◆ **WHAT TO PRODUCE**
Aside from the pictures, copy the listing exactly.

◆ **INFORMATION SHOWN**
=== Begin Enclosure ===

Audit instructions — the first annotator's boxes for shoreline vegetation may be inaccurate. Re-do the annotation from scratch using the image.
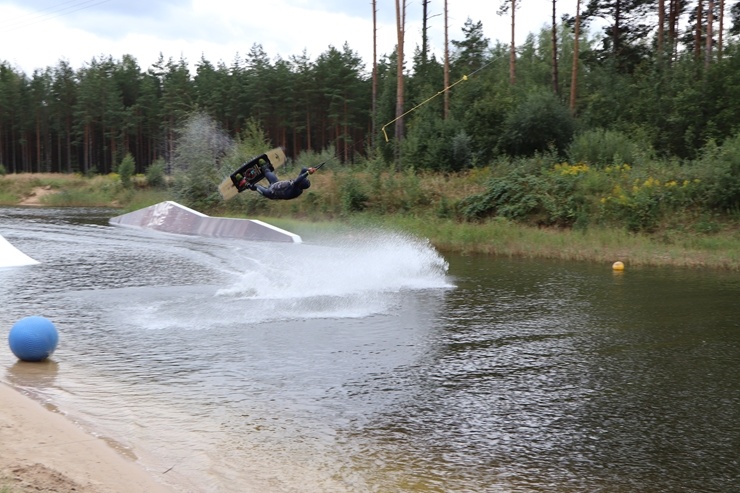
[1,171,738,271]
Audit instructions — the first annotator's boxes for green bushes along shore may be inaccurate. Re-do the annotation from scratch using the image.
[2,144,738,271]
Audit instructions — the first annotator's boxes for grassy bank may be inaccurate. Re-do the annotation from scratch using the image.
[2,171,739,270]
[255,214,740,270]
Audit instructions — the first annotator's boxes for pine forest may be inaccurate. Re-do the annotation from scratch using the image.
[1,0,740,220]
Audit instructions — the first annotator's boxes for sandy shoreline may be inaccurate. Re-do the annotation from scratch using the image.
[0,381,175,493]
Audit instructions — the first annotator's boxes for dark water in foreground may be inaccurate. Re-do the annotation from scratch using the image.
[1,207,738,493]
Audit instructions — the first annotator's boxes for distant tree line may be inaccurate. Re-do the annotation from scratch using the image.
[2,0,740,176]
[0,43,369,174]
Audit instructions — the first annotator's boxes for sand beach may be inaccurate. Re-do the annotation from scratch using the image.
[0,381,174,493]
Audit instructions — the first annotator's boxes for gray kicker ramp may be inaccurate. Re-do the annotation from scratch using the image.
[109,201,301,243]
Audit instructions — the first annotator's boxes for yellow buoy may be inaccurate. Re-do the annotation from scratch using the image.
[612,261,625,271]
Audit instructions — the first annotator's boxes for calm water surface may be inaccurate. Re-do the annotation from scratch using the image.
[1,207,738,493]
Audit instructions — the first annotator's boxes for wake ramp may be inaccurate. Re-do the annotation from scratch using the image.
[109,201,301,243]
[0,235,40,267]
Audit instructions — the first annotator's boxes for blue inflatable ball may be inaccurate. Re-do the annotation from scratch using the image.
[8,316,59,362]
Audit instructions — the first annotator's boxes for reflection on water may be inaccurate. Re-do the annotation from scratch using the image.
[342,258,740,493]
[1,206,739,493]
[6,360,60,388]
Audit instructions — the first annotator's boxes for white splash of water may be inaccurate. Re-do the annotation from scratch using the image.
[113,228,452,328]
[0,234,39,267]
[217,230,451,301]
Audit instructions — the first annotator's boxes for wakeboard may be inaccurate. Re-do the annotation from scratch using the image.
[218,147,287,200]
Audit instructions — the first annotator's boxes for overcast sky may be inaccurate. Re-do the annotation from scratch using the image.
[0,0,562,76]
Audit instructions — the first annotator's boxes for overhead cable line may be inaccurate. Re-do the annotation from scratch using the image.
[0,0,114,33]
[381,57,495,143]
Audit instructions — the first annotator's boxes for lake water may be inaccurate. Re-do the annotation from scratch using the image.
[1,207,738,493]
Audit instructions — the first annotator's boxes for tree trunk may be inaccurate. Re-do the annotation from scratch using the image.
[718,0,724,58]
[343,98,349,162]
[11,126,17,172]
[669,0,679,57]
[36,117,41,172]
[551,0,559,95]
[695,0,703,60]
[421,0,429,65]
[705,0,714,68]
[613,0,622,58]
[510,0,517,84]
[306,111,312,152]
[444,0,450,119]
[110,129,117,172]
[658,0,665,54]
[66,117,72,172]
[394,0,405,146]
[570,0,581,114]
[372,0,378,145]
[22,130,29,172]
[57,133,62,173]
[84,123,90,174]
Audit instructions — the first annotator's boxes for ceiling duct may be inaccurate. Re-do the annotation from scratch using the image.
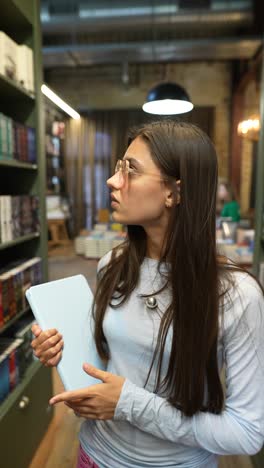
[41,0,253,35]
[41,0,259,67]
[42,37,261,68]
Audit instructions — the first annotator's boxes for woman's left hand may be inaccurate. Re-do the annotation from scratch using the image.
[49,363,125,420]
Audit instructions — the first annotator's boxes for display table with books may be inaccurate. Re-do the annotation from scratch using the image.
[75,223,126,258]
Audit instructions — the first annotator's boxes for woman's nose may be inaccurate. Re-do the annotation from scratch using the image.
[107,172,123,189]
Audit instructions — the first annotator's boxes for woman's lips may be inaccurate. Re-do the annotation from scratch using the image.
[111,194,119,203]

=== End Enclosure ===

◆ **EXERCISE ANSWER**
Audit instructions — the first annotator's boxes for shoreline vegetation may be inaccurate. Re-do the annotation from scratch using the image.
[1,171,738,271]
Audit instructions — the first annotator's boxes for green bushes along shore may be inaccurate. Re-do the annotation from scratch using the image.
[2,144,738,271]
Audit instructions — the first annotator's boxes for grassy bank may be inaccurate. Re-do the annotation from scratch using the image.
[2,171,739,270]
[255,214,740,270]
Audit instructions — the first annotator's boxes for pine forest may be inaccurate. Re-do the annotation from scratch using the image.
[1,0,740,220]
Audit instructions — the first annotator's boxes for sandy shoreline may be inaccurate. Re-do the annotation from scratch using the image.
[0,381,175,493]
Audit instructions — the first annotator's boxes for dark water in foreground may be inaccurate. Re-do the annotation from scratch using the image.
[1,207,738,493]
Audit instructions — the first annotator's boxes for distant tree line may be inaccurate. Re-do the annotation from scratch using the image.
[2,0,740,176]
[0,43,369,174]
Audit instructions — the first annotator's boxes for sand beach may be inaccurate. Re-do the annotation from scratch using the image.
[0,381,174,493]
Audit instructions — the first annotator's boxes for gray kicker ramp may be inaccurate. Re-do the annotation from scratch using the image.
[109,201,301,243]
Audit instructions — the first annotator's boxes for yellow buoy may be inaccurate. Re-do the annotation from scratch using the image.
[612,261,625,271]
Audit instructions — the first annotator's boxes for calm water surface may be inaccurate. Re-do the annotation from scratch using the image.
[1,207,738,493]
Audit instructions — the first annotator's boxes for wake ramp may be inaccurate. Re-do the annotation from scratch using the image.
[109,201,301,243]
[0,235,40,267]
Audit instructions — the first annotator's boxes for blue inflatable ball may be inaccurate. Re-do the annotation from scratch using the image.
[8,316,59,362]
Audit instructions — the first annotator's boxes for reflection on water may be inaccurate. Re-do the annotation from scratch using the image.
[342,258,740,493]
[1,206,739,493]
[6,360,60,388]
Audit instructions — the first annotator's boxes for white splash of water may be inaccurate. Re-do the annotation from scratch using the image.
[113,228,452,328]
[0,234,39,267]
[217,230,451,301]
Audit instructions — the first annotator's boxes for wakeboard may be inaccurate. Re-do the annotation from scratch using the image.
[218,147,287,200]
Audit instructions — the first annotator's boxes for overcast sky may be inaccurate. Re-do the annotation from scratch using the image.
[0,0,562,76]
Audit instructions — the first annotator's boxes for overhead cable line may be inaccurate. Re-do the annotation from scratch using the image.
[0,0,114,33]
[381,57,495,143]
Audit instructions — the first annotator's boxes for lake water may be inaccurate. Re-do the annotation from scratch using the image.
[1,207,738,493]
Audit instructions — the first annotator's boxes for tree trunk may be inaccurate. Re-do the annotation from scratch using the image.
[718,0,724,58]
[343,98,349,162]
[11,126,17,172]
[669,0,679,57]
[36,117,41,172]
[551,0,559,95]
[695,0,703,60]
[421,0,429,65]
[705,0,714,68]
[613,0,622,58]
[510,0,517,84]
[306,111,312,152]
[444,0,450,119]
[110,129,117,172]
[658,0,665,54]
[66,117,72,172]
[394,0,405,146]
[570,0,581,114]
[372,0,378,145]
[22,130,29,172]
[57,133,62,173]
[84,123,90,174]
Audit instructions — the first annotator's boxes for ceiling duct may be inaccurate. Re-do the annotation from scratch using the image.
[41,0,253,35]
[41,0,259,67]
[42,37,261,68]
Audit instructions — the first annotator's boxes for woman's left hand may be inaccurate. Re-do the annotation from scratch using the image.
[49,363,125,420]
Audit instructions — the first annotator's boxes for display table with books may be inaccurate. Re-do the annotation from scratch using the image.
[75,223,126,258]
Audit instructions — the first annotator's boxes for woman's nose may be inaccurate. Re-do the annotation from scratch using the image.
[107,172,123,189]
Audit instructions — the first annotator's boxes for woman's lips may be inaccurate. Re-do the annotation from scratch using the image.
[111,194,119,203]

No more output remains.